>> Begin

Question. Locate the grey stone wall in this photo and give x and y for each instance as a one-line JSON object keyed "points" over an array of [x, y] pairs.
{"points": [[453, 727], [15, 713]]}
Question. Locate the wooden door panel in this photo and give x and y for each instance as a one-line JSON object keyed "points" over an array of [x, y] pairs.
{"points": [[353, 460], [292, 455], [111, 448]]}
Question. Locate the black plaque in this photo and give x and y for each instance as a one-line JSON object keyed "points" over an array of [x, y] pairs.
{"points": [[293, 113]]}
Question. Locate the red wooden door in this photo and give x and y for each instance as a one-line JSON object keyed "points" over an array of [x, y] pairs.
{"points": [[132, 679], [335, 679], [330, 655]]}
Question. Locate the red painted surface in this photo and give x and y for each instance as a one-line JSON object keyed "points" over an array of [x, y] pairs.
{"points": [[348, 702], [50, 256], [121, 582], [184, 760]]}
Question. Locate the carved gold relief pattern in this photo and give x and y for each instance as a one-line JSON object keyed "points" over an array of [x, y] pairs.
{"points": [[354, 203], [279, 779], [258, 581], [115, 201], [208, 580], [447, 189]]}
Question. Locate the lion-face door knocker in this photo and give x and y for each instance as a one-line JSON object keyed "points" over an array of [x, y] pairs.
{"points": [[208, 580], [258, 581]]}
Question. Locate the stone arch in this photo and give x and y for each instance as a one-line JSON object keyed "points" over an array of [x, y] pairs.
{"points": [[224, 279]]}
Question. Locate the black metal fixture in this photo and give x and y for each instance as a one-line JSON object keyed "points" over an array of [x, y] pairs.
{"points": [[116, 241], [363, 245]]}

>> End

Exercise: Rewrite the stretch from the line containing "Question. Locate the stone" through the end of the records, replacing "Locate" with "Find" and changing nothing else.

Worked answer:
Question. Find the stone arch in this photo and give x and y for each instance as a one-line JSON object keyed "points" over an array of [x, y] pairs.
{"points": [[224, 279]]}
Question. Find the black metal fixture in this photo and give x and y for each instance as a one-line JSON object keyed "points" over an array of [x, y] pairs.
{"points": [[116, 241], [363, 245]]}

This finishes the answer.